## Challenge
Reproduce every line of the entries below, character for character and in the same order.

## Start Raw data

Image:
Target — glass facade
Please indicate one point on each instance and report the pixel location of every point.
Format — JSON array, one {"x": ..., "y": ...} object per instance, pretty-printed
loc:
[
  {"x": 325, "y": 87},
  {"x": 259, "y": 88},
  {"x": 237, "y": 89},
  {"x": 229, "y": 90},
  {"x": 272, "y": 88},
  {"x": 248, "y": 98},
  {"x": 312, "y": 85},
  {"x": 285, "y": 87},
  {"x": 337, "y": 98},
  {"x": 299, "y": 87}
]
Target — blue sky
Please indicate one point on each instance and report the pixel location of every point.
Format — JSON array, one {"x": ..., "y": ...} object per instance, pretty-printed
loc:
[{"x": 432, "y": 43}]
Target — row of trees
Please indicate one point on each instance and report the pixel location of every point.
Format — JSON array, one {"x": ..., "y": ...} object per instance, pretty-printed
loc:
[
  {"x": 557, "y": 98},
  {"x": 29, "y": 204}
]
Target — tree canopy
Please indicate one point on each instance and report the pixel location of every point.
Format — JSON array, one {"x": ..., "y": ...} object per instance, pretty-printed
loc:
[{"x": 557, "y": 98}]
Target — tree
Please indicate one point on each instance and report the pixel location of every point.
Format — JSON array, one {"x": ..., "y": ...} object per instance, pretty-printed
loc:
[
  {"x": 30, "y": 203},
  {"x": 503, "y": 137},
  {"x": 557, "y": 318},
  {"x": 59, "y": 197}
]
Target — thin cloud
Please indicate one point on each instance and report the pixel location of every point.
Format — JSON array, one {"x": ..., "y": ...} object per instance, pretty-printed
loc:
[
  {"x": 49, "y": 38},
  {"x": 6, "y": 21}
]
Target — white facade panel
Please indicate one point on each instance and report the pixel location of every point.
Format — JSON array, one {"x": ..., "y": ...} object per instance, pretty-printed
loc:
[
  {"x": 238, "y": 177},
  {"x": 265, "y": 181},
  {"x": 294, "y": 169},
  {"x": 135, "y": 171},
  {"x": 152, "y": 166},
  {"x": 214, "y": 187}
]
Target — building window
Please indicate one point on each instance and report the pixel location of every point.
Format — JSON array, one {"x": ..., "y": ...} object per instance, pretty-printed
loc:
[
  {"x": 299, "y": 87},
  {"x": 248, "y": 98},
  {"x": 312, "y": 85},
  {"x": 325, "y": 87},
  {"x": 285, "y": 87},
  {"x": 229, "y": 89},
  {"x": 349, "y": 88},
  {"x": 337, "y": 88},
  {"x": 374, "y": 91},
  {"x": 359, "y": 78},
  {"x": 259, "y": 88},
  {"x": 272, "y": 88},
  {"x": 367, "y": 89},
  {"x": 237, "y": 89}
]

## End Raw data

## Result
Image:
Target — glass facade
Please indicate one point on each instance and report the pixel location of every point.
Format — JSON array, one {"x": ..., "y": ...} object per instance, pretty-printed
loc:
[
  {"x": 325, "y": 87},
  {"x": 259, "y": 88},
  {"x": 237, "y": 89},
  {"x": 229, "y": 90},
  {"x": 272, "y": 88},
  {"x": 248, "y": 98},
  {"x": 312, "y": 85},
  {"x": 285, "y": 87},
  {"x": 337, "y": 98},
  {"x": 299, "y": 87}
]
Target — blue sky
Please indicate one point on each instance and report the pixel location of every point.
Format — JSON array, one {"x": ..., "y": ...} object per instance, pretty-printed
loc:
[{"x": 432, "y": 43}]
Target — row of trees
Please indicate one point on each instance and report the pixel location of every point.
Format — JSON array, one {"x": ..., "y": ...} object per instance, pretty-printed
loc:
[
  {"x": 557, "y": 98},
  {"x": 29, "y": 204}
]
Target — tree canopy
Please indicate one point on each instance and report the pixel location of every point.
Format — JSON array, one {"x": ..., "y": ...} object per instance, pretty-printed
loc:
[{"x": 557, "y": 98}]
Target — tree
Please indicate one point on each instance and report the pixel location of every point.
Format — JSON array, one {"x": ..., "y": ...} object per instance, pretty-printed
loc:
[
  {"x": 30, "y": 203},
  {"x": 503, "y": 137},
  {"x": 557, "y": 318},
  {"x": 59, "y": 197}
]
Target — thin cloud
Please indicate one point on each instance and report the pixel location of every point.
Format — JSON array, one {"x": ..., "y": ...} object per instance, pretty-printed
loc:
[
  {"x": 49, "y": 38},
  {"x": 6, "y": 21}
]
Target — white facade panel
Please indicate one point on each instance and report the pixel location of every point.
Format — JSON array, one {"x": ..., "y": ...} object per instance, pretty-printed
loc:
[
  {"x": 238, "y": 177},
  {"x": 265, "y": 181},
  {"x": 294, "y": 169},
  {"x": 135, "y": 171},
  {"x": 152, "y": 166},
  {"x": 214, "y": 187}
]
Target — building window
Please indicate one point on each instance and report the pixel location of every point.
Format — JSON array, one {"x": ..., "y": ...} object per instance, pretty-printed
loc:
[
  {"x": 299, "y": 87},
  {"x": 248, "y": 98},
  {"x": 312, "y": 85},
  {"x": 325, "y": 87},
  {"x": 285, "y": 87},
  {"x": 229, "y": 89},
  {"x": 349, "y": 88},
  {"x": 337, "y": 88},
  {"x": 374, "y": 91},
  {"x": 359, "y": 78},
  {"x": 259, "y": 88},
  {"x": 272, "y": 88},
  {"x": 367, "y": 89},
  {"x": 237, "y": 89}
]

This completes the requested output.